YOUR TASK: Repeat every record below exactly as written.

########################################

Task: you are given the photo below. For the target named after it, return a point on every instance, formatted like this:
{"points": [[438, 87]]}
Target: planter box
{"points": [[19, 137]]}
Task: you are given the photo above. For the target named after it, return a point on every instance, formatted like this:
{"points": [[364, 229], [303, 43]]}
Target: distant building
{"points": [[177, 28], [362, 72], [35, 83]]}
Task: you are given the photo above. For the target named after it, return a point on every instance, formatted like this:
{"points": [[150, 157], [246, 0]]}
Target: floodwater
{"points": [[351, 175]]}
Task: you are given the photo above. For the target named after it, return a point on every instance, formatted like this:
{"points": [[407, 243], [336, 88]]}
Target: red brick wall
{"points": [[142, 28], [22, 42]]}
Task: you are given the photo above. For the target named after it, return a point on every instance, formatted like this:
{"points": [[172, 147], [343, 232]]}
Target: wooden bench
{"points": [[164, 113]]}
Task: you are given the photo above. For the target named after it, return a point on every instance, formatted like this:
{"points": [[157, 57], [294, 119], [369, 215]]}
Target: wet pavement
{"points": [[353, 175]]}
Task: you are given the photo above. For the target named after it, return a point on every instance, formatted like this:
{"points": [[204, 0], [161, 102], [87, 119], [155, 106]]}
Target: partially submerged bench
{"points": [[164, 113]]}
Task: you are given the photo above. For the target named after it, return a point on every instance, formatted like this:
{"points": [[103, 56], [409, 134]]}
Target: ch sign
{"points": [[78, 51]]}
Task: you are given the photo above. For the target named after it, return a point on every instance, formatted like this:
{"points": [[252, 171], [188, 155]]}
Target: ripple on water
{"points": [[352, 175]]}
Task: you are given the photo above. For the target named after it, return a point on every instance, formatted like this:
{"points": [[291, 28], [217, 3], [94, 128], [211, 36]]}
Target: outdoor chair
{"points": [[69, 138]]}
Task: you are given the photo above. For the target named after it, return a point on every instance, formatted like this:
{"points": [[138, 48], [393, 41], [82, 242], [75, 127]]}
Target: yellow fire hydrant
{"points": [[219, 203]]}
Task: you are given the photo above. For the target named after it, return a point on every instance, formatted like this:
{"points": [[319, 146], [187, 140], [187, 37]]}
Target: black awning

########################################

ANSWER TO THIS EXERCISE:
Task: you are given the photo below. For the target named after it, return a point on every instance, formatted like this:
{"points": [[438, 87]]}
Target: planter box
{"points": [[19, 137]]}
Task: you are given the photo above. For the target named after it, return a point on every instance, formatted like this:
{"points": [[364, 229], [303, 43]]}
Target: distant building
{"points": [[177, 28], [362, 72], [35, 83]]}
Task: you are given the photo above. For the target named after it, return a point on every instance, formatted like this:
{"points": [[150, 157], [246, 0]]}
Target: floodwater
{"points": [[351, 175]]}
Task: you are given the photo above. For the target named after it, return a point on every instance, formatted like this:
{"points": [[407, 243], [336, 88]]}
Target: red brick wall
{"points": [[142, 28], [22, 42]]}
Task: you are given the photo above. For the target named after it, return a point on every instance, formatted like this:
{"points": [[172, 147], [343, 232]]}
Target: wooden bench
{"points": [[164, 113]]}
Task: you are given the photo above. For the target named after it, return a point on every instance, formatted like this:
{"points": [[157, 57], [294, 119], [369, 215]]}
Target: wet pavement
{"points": [[353, 175]]}
Task: you are given the photo above. For the target named after it, return a point on every instance, formatted like this:
{"points": [[204, 0], [161, 102], [87, 119], [155, 106]]}
Target: partially submerged bench
{"points": [[164, 113]]}
Task: you are given the photo above. For the target named after it, return a point on every instance, formatted like this:
{"points": [[103, 56], [409, 134]]}
Target: ch sign
{"points": [[78, 51]]}
Task: you are given the photo above. For the target named after it, return a point on every instance, formatted like this:
{"points": [[252, 171], [188, 155]]}
Target: ripple on water
{"points": [[352, 175]]}
Task: you are given the photo above. For the target named after it, return a point on every instance, formatted like this:
{"points": [[291, 28], [217, 3], [94, 128], [211, 36]]}
Target: outdoor chair
{"points": [[69, 138]]}
Task: you are given the photo above. For the target named after it, return a point on every instance, formatted like this:
{"points": [[138, 48], [393, 41], [82, 242], [75, 127]]}
Target: yellow fire hydrant
{"points": [[219, 203]]}
Task: you are given the photo above. For the target named after it, return a point on every instance, formatted like this:
{"points": [[319, 146], [187, 140], [187, 37]]}
Target: black awning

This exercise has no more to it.